•Blame harsh operating environment

By Merit Ibe, [email protected]

Stories by Merit Ibe                                               [email protected] 

The recent survey by the Manufacturers Association of Nigeria (MAN) for the first half of 2023 has  shown that capacity utilisation in the sector  declined to 56.5 percent from 57.9 percent recorded in the corresponding half of 2022.

The report indicated a reduction of 1.4 percentage points when compared with last year’s figure.

With the  negative growth in H1,  the  manufacturers are groaning as their fortunes declined due to Nigeria’s harsh operating environment.

This low performance has been blamed on the Nigerian economic environment which  was clouded by election activities in the  second half of 2022 resulting in uncertainties in the economy.

According  to the survey, the  impact of the Naira redesign policy  dampened  the manufacturers’ confidence, thereby reflecting in the sector’s indicators including capacity utilisation in the period.

“The effects of the naira redesign program and slow economic activities were  reflected in the GDP data released by the National Bureau of Statistics (NBS), showing that the economy slowed to 2.31 percent and 2.51 percent in the first and second quarters respectively.

* * * * * * *

> _Your objective_: Please reproduce the piece on Nigerian manufacturing capacity word for word, from "The recent survey" to "half of 2022.".

* * * * * * *

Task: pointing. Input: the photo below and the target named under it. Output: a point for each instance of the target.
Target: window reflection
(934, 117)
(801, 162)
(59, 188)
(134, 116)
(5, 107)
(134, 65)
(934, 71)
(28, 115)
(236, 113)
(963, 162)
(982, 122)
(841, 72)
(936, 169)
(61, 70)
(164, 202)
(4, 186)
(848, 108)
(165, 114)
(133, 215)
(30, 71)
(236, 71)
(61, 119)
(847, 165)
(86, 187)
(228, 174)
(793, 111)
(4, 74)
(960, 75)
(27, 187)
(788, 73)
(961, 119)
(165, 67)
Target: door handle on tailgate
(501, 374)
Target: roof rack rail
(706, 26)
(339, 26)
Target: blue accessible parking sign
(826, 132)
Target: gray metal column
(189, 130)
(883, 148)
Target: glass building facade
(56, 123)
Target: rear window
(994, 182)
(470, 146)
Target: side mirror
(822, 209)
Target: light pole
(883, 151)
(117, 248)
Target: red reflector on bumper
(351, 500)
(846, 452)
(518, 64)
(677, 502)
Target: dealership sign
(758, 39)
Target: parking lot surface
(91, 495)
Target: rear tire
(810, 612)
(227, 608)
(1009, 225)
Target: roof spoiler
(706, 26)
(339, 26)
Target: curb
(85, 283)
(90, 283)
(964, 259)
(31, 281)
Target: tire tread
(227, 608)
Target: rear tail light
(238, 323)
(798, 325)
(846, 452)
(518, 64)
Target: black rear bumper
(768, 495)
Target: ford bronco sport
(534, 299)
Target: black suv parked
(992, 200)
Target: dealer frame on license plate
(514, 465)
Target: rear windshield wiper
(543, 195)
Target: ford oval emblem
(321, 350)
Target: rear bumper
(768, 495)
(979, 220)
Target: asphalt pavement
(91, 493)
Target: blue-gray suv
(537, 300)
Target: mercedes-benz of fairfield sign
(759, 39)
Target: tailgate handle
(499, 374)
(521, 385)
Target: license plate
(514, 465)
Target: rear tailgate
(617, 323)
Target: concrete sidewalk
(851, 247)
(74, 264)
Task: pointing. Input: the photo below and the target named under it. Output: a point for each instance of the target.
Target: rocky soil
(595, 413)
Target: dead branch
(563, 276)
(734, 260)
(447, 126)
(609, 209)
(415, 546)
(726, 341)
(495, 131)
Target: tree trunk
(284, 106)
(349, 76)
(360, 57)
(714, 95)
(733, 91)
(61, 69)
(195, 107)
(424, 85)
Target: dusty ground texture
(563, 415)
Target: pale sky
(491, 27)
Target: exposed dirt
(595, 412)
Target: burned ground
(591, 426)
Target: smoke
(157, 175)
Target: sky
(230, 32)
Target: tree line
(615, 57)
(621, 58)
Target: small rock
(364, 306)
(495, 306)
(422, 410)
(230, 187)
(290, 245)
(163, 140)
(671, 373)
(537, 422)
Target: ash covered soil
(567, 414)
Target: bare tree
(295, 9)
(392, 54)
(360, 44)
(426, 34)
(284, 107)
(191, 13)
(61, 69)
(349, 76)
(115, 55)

* * * * * * *

> _Solution to the exercise_:
The recent survey by the Manufacturers Association of Nigeria (MAN) for the first half of 2023 has  shown that capacity utilisation in the sector  declined to 56.5 percent from 57.9 percent recorded in the corresponding half of 2022.